(Records for the exercise begins)

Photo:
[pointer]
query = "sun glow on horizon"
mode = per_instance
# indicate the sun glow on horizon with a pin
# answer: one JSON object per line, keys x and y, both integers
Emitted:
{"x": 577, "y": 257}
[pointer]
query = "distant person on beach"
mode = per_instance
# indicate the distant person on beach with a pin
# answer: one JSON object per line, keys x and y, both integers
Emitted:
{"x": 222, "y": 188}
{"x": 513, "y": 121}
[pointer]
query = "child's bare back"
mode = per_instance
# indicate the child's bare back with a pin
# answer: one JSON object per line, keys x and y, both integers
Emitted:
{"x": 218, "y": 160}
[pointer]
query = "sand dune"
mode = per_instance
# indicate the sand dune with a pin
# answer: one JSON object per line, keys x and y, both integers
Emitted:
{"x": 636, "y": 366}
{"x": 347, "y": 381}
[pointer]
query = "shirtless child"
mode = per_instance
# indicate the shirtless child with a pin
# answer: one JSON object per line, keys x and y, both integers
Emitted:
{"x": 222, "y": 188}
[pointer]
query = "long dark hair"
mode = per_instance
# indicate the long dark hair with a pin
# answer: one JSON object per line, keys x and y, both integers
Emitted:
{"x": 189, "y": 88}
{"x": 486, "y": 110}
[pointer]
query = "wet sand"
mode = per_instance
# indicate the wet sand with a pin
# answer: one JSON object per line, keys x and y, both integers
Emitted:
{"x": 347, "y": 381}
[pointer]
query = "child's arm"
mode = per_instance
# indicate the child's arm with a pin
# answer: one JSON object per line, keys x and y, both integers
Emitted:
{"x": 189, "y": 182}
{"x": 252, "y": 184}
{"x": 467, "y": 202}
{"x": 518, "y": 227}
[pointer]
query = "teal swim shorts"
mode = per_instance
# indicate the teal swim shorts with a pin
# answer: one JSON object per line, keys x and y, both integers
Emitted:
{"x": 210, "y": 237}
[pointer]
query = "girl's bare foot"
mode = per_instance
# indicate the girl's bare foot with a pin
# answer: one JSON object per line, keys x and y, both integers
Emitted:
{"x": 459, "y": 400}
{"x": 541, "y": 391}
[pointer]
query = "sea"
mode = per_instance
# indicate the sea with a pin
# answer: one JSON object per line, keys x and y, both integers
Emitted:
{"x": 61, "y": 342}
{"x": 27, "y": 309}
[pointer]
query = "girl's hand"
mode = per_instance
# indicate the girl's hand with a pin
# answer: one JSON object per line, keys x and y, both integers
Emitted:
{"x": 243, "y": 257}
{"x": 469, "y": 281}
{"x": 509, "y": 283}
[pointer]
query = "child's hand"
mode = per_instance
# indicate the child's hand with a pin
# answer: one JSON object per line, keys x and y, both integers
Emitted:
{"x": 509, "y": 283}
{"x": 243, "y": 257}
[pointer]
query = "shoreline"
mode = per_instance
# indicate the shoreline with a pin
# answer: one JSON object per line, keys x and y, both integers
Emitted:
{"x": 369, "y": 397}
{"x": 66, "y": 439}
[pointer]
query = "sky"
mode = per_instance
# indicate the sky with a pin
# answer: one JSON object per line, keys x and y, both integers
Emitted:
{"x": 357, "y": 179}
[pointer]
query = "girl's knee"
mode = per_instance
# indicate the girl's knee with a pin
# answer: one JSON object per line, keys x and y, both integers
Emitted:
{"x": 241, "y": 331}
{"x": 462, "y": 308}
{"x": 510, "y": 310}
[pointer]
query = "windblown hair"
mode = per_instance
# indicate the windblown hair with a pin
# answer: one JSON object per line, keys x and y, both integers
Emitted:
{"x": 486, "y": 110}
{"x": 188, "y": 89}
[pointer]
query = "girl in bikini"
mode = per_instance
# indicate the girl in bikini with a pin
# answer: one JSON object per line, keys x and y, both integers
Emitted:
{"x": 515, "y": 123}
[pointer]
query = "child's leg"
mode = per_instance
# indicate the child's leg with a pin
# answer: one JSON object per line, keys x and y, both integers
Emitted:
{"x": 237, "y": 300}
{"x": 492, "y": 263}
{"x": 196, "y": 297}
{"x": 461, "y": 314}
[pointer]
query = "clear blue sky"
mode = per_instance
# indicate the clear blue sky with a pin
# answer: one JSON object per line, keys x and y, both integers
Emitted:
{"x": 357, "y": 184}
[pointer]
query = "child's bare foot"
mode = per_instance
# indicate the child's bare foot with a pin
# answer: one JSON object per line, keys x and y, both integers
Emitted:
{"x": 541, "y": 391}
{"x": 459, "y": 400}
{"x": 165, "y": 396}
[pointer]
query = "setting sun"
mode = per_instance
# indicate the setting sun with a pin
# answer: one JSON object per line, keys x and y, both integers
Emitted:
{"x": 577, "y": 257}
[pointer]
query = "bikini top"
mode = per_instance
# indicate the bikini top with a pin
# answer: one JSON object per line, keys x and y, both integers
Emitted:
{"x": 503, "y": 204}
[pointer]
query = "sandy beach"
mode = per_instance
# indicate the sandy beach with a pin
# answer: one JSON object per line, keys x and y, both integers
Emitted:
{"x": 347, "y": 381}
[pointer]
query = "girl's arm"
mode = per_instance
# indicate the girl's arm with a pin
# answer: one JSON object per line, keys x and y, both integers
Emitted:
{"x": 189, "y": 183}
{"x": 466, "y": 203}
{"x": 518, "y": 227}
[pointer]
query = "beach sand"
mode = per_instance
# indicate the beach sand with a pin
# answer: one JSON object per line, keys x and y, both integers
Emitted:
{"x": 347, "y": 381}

(Records for the exercise ends)

▸ What the exercise asks
Check every line of the records above for the string "dark". Copy those that hold it.

▸ Finished task
query = "long dark hair"
# indicate the long dark hair with a pin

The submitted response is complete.